[Natural language region descriptions]
* * *
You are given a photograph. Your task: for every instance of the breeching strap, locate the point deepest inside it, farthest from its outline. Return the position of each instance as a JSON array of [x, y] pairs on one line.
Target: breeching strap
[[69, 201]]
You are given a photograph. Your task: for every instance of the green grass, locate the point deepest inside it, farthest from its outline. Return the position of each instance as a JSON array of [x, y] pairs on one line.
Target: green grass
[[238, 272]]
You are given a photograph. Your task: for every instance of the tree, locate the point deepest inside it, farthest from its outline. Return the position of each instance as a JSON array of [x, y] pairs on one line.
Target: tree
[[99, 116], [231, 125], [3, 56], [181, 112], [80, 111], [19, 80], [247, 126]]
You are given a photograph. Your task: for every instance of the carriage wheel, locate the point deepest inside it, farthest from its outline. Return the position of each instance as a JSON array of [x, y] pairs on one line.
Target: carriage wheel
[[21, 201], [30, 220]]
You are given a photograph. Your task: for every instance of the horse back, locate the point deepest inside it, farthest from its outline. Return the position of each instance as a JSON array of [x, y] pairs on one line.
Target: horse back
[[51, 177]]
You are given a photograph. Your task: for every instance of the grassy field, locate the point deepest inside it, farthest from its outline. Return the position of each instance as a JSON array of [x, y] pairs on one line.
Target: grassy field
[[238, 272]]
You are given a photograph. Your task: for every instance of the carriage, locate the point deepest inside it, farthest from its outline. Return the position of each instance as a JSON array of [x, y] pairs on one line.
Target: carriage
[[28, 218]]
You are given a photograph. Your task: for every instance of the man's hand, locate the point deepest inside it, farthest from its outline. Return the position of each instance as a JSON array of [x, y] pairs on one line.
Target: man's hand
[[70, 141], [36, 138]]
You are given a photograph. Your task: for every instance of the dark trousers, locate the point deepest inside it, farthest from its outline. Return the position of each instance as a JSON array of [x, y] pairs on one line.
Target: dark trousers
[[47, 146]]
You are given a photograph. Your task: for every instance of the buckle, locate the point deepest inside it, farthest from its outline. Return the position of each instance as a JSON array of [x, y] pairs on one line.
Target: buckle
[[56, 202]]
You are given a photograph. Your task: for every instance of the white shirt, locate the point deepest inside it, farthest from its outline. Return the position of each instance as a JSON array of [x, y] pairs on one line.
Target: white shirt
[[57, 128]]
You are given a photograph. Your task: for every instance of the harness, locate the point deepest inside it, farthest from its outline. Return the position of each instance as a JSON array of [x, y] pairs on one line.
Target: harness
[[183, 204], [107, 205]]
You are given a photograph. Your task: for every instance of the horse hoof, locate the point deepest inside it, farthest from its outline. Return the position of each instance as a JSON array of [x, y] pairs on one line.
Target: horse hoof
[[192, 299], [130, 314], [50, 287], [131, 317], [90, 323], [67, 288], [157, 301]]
* * *
• [Work to be completed] Set down exactly, and only, the lines from the one containing "of the dark" to the final line of the data.

• [Answer for this exercise]
You are given a photograph. Your task: for every instance of the dark trousers, locate the point deepest inside it, farthest from its outline. Return the position of each instance as a JSON array of [x, y] pairs on one line.
Target: dark trousers
[[47, 146]]
You are given a photograph. Your task: for every instance of the buckle, locate the point deepest inside it, farthest from its outline. Return the position of each instance as a JSON array of [x, y] pairs on one line.
Target: buckle
[[56, 202]]
You are given a photograph. Your task: for every instance of the white shirt, locate the point deepest inside it, farthest from its outline. Return the position of each instance as a JSON array of [x, y] pairs on one line.
Target: white shirt
[[57, 128]]
You are given a photograph. Your task: for every instance of the harness, locate the point deepest inside it, farthest from its outline. Return the position of each instance as a JSON array of [x, y] pairs on one line.
Target: harness
[[183, 204], [107, 205]]
You are given a photograph. Your task: for every instance of the horse hoof, locate the point deepest inside it, farthest from its outline. Return the position of each instance as a JSON array of [x, y] pairs on one line.
Target: horse hoof
[[192, 299], [130, 314], [50, 287], [131, 317], [90, 323], [67, 288], [157, 301]]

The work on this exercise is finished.